-- What the task requires --
Report each line of the records below that uses the word "clicks".

-- Supplied material --
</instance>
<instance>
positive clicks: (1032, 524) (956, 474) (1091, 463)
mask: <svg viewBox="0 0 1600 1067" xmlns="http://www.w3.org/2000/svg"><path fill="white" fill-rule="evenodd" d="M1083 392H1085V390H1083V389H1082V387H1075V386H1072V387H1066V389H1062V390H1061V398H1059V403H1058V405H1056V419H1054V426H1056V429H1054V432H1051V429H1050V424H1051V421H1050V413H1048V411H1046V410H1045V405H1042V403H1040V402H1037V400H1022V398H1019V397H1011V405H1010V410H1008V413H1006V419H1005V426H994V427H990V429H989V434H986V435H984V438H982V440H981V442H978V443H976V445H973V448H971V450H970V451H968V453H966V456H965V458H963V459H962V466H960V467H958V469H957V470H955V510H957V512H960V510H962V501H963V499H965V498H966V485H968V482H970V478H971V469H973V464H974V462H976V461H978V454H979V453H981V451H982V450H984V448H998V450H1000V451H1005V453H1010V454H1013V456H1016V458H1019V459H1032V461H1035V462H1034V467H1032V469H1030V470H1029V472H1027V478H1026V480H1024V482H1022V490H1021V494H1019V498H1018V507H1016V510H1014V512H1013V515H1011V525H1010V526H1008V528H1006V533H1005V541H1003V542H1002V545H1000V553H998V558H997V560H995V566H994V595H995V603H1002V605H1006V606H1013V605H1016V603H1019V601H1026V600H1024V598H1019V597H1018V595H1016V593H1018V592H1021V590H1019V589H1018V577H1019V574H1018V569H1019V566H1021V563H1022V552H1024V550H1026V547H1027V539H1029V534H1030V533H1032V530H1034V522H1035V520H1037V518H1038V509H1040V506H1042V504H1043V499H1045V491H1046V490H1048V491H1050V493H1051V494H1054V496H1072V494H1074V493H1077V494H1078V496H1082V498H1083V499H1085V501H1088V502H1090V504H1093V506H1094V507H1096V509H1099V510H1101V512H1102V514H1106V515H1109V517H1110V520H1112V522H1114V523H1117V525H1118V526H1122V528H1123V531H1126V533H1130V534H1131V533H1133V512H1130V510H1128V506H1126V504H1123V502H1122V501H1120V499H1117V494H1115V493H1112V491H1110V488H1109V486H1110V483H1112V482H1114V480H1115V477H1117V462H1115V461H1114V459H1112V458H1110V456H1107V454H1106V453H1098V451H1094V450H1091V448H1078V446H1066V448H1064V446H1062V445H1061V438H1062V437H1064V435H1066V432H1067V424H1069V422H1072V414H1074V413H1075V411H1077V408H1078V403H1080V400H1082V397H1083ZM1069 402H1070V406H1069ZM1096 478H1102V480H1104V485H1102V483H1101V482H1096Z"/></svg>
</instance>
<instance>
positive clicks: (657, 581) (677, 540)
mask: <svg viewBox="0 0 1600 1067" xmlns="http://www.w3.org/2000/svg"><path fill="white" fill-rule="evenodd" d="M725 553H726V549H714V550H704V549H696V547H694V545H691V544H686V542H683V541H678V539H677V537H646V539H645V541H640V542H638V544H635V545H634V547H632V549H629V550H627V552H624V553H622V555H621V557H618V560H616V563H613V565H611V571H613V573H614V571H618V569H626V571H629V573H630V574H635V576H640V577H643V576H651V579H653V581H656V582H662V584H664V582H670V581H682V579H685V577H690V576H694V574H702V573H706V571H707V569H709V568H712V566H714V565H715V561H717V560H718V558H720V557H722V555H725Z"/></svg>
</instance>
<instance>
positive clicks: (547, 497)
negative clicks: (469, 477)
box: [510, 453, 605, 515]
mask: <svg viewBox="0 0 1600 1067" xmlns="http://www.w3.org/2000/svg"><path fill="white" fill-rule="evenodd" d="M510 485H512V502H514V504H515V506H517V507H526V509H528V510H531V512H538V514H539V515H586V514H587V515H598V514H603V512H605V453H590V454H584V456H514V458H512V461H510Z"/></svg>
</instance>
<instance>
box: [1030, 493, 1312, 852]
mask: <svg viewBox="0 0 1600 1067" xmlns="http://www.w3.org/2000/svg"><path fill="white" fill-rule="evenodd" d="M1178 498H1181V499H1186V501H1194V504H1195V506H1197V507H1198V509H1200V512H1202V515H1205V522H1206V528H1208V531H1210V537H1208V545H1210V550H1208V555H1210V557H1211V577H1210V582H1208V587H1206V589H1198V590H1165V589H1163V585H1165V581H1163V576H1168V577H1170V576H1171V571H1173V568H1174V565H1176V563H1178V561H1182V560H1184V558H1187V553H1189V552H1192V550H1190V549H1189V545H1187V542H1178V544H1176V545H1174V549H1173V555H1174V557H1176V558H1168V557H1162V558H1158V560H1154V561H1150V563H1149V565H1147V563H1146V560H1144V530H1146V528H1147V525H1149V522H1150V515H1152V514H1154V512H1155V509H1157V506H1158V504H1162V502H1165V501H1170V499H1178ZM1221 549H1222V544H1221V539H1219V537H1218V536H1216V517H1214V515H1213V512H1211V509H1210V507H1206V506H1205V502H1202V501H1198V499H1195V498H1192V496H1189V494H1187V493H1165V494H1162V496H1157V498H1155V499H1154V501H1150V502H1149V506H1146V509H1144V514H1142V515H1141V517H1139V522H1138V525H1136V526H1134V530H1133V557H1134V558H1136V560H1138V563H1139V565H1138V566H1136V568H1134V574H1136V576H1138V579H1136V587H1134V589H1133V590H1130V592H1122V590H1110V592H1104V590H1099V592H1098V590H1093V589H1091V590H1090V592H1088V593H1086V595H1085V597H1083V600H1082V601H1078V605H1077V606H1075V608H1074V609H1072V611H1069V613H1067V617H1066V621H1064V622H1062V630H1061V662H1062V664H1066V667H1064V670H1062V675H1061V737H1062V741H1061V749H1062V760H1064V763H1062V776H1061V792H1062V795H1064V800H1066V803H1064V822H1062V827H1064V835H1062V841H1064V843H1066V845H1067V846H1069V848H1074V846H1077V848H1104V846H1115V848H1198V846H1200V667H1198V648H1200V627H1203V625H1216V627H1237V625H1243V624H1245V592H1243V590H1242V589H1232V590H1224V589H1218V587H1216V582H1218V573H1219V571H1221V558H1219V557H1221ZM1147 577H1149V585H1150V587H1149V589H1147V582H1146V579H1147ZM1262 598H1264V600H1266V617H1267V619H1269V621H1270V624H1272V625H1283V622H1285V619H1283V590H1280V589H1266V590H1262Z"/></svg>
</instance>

-- Response area --
positive clicks: (1032, 524) (956, 474) (1091, 463)
positive clicks: (657, 581) (677, 540)
positive clicks: (547, 497)
negative clicks: (469, 477)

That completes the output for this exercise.